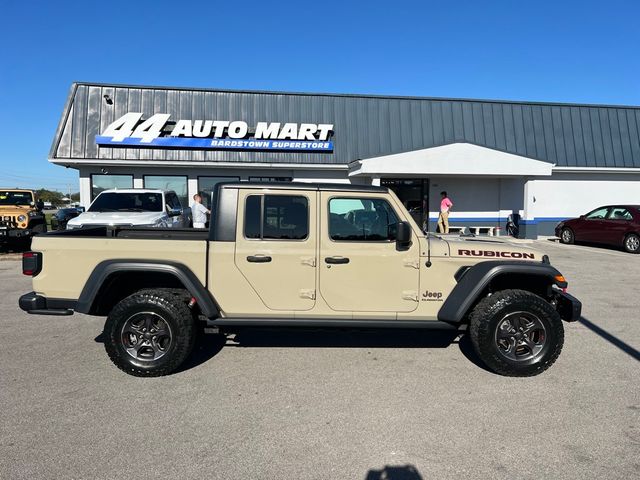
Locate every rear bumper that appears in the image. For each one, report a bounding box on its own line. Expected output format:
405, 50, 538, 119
556, 292, 582, 322
18, 292, 76, 315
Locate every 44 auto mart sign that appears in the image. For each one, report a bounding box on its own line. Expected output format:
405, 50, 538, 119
96, 112, 333, 152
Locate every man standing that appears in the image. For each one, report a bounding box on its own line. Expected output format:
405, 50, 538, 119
438, 192, 453, 233
191, 193, 211, 228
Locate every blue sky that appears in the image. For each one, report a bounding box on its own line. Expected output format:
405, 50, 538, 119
0, 0, 640, 191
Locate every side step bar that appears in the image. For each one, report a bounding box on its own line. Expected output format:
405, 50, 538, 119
207, 318, 466, 331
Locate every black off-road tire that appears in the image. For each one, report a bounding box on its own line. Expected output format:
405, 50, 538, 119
469, 290, 564, 377
623, 233, 640, 253
104, 289, 196, 377
560, 227, 576, 245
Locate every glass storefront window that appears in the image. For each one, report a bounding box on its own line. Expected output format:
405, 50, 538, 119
144, 175, 191, 207
249, 177, 293, 182
198, 177, 240, 209
91, 174, 133, 201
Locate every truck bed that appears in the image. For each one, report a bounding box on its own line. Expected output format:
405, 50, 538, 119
44, 226, 209, 240
31, 226, 209, 299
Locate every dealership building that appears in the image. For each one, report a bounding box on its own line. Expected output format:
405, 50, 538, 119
49, 83, 640, 238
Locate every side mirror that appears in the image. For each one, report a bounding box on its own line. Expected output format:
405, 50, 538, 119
167, 208, 182, 217
396, 222, 411, 250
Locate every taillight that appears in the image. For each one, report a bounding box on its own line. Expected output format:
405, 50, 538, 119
22, 252, 42, 277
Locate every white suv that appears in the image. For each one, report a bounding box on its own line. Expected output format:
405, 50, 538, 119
67, 188, 189, 229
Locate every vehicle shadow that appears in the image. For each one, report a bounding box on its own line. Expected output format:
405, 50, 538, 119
547, 238, 627, 253
364, 465, 424, 480
578, 317, 640, 362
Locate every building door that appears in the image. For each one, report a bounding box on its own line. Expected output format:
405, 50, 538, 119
380, 178, 429, 231
235, 190, 317, 311
319, 192, 420, 318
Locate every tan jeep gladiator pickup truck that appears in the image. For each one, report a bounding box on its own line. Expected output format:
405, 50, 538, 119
19, 182, 581, 376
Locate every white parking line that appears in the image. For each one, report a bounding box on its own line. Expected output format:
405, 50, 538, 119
536, 240, 640, 261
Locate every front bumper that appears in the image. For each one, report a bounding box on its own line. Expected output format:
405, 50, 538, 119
18, 292, 76, 315
556, 292, 582, 322
0, 228, 33, 242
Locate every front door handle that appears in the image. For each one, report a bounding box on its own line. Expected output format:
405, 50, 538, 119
324, 257, 349, 265
247, 255, 271, 263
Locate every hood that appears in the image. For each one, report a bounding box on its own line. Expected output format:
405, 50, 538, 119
447, 239, 544, 262
68, 212, 164, 226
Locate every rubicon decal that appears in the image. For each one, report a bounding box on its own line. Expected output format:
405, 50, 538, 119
96, 112, 333, 152
458, 250, 536, 260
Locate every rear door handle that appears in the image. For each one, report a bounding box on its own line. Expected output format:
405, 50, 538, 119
247, 255, 271, 263
324, 257, 349, 265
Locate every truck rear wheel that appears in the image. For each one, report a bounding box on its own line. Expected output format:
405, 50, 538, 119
469, 290, 564, 377
105, 290, 195, 377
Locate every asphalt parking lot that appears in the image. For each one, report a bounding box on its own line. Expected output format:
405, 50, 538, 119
0, 241, 640, 480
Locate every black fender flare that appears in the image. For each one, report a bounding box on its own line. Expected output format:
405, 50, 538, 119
75, 259, 220, 318
438, 261, 567, 323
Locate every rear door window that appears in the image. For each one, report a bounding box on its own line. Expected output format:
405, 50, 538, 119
244, 195, 309, 240
586, 207, 609, 220
329, 198, 398, 242
609, 207, 633, 220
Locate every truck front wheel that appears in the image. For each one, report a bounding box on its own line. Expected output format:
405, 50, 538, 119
469, 290, 564, 377
105, 290, 195, 377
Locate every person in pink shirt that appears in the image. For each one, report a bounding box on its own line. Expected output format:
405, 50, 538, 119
438, 192, 453, 233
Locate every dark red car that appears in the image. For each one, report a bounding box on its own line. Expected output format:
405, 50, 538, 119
556, 205, 640, 253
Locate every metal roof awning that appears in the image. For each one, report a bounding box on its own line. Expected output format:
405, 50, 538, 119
349, 143, 554, 177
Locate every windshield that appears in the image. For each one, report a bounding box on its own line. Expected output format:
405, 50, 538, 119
89, 192, 163, 212
0, 190, 33, 206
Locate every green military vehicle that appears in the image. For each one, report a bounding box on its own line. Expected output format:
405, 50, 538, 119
0, 188, 47, 246
19, 182, 581, 376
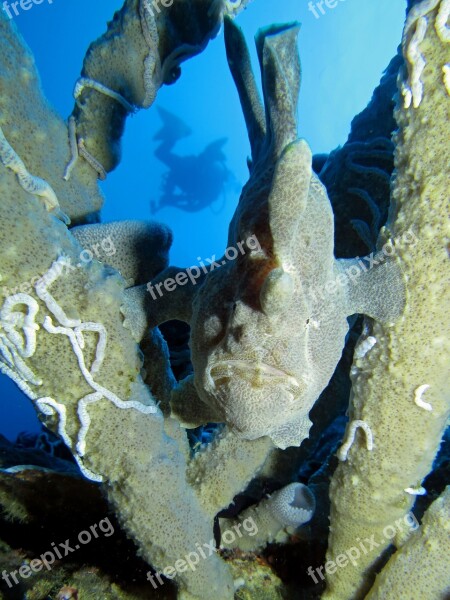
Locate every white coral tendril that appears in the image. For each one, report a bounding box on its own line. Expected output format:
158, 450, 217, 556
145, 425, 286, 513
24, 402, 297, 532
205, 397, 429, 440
337, 419, 373, 461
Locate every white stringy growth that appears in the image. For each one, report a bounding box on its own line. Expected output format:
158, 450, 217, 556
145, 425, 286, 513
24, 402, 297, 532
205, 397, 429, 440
0, 127, 70, 225
414, 383, 433, 412
0, 294, 42, 390
0, 256, 157, 481
402, 0, 450, 108
337, 419, 373, 461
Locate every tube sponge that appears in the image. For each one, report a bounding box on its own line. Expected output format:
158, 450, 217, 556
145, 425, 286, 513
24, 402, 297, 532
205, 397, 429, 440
220, 483, 316, 552
268, 483, 316, 528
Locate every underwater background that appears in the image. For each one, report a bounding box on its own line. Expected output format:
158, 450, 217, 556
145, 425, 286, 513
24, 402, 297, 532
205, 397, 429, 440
0, 0, 450, 600
0, 0, 405, 440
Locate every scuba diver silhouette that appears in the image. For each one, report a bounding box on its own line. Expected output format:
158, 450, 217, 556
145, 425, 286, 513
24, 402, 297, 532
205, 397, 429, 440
150, 107, 237, 214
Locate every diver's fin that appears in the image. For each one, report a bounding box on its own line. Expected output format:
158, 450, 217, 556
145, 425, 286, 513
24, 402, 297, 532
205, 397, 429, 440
199, 138, 228, 162
337, 252, 406, 324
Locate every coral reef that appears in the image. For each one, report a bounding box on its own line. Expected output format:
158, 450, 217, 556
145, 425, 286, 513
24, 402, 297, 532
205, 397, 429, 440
0, 0, 450, 600
325, 1, 450, 599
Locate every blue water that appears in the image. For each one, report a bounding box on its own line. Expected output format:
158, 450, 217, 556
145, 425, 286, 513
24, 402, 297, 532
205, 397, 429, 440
0, 0, 405, 439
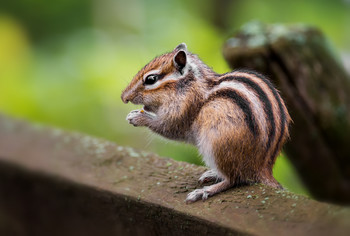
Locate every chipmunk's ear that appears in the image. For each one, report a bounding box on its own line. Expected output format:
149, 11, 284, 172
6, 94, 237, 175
174, 43, 187, 51
173, 50, 187, 74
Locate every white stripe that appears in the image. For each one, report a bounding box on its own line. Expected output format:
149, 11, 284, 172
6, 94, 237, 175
213, 81, 268, 142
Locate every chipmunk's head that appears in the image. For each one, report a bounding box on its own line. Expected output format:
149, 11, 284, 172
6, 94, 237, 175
121, 43, 198, 113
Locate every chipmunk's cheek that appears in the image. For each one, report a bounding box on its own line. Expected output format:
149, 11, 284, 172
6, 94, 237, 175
141, 105, 157, 117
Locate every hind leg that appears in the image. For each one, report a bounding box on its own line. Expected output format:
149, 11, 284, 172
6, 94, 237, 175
186, 179, 233, 203
198, 170, 222, 184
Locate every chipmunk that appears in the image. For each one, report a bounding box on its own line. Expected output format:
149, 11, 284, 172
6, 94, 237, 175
121, 43, 291, 203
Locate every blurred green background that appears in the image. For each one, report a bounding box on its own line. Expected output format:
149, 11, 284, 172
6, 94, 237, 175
0, 0, 350, 194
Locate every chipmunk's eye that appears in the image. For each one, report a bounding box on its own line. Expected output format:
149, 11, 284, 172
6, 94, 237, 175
145, 75, 158, 85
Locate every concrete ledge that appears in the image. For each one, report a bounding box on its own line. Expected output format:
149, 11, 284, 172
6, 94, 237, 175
0, 113, 350, 235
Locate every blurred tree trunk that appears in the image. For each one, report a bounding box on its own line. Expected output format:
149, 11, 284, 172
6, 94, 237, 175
223, 22, 350, 203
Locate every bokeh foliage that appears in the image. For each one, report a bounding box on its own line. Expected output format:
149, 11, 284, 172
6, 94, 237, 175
0, 0, 350, 193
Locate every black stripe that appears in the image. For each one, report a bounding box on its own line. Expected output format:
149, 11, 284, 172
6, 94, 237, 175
235, 69, 286, 166
208, 89, 259, 137
218, 76, 276, 150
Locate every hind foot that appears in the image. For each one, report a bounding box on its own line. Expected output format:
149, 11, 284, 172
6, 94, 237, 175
186, 180, 233, 203
198, 170, 221, 184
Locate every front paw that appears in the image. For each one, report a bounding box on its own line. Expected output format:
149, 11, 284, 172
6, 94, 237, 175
126, 110, 143, 126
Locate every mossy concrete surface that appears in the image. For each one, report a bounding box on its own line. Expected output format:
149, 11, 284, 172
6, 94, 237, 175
0, 113, 350, 236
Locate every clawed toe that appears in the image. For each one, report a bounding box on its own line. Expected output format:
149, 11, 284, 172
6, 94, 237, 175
186, 188, 209, 203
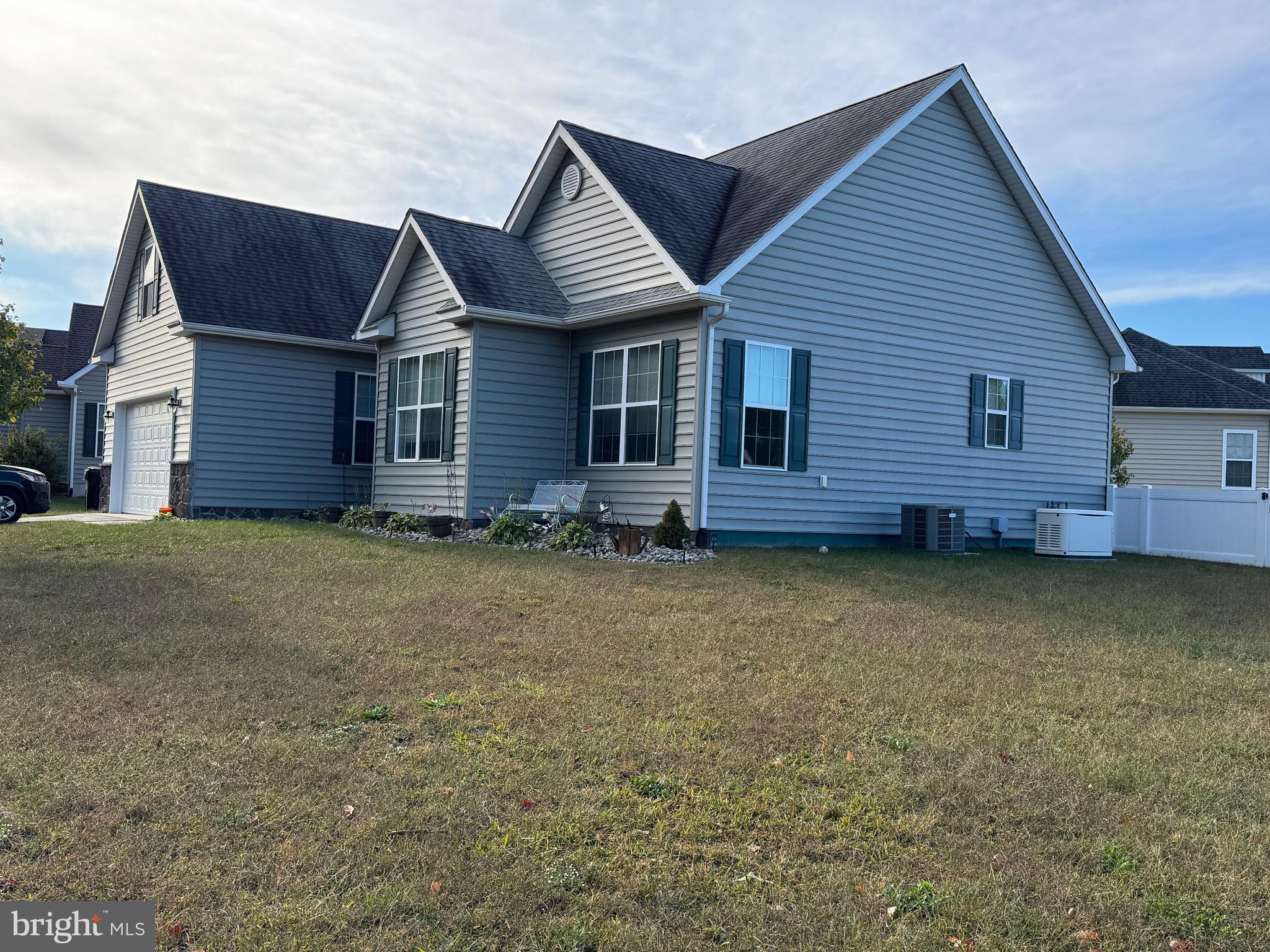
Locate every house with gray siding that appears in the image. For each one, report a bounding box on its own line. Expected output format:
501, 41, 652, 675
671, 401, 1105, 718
93, 182, 395, 517
1112, 327, 1270, 491
6, 303, 105, 496
354, 66, 1138, 545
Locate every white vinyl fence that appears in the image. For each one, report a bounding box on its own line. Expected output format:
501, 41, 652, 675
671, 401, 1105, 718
1111, 486, 1270, 565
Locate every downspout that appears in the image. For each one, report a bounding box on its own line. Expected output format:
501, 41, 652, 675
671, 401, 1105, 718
************
• **GIVEN REQUEST**: Write out the part of the records that opens with the line containing "Locate every blue sky" and closes with the line containing "560, 227, 576, 245", reproducing each line exactly.

• **FULL ANSWER**:
Locate every blue sky that appears in the image. For each one, report a bounding box on its own line. Expected output format:
405, 50, 538, 119
0, 0, 640, 191
Locate every side step bar that appears in the image. For each one, report a bounding box on its own line. Expected output format:
405, 50, 538, 119
207, 318, 466, 331
Locate every black off-road tire that appears in the image. For each one, report a bounding box on its own line. Expected output format:
405, 50, 538, 119
469, 290, 564, 377
623, 233, 640, 253
104, 289, 196, 377
560, 227, 576, 245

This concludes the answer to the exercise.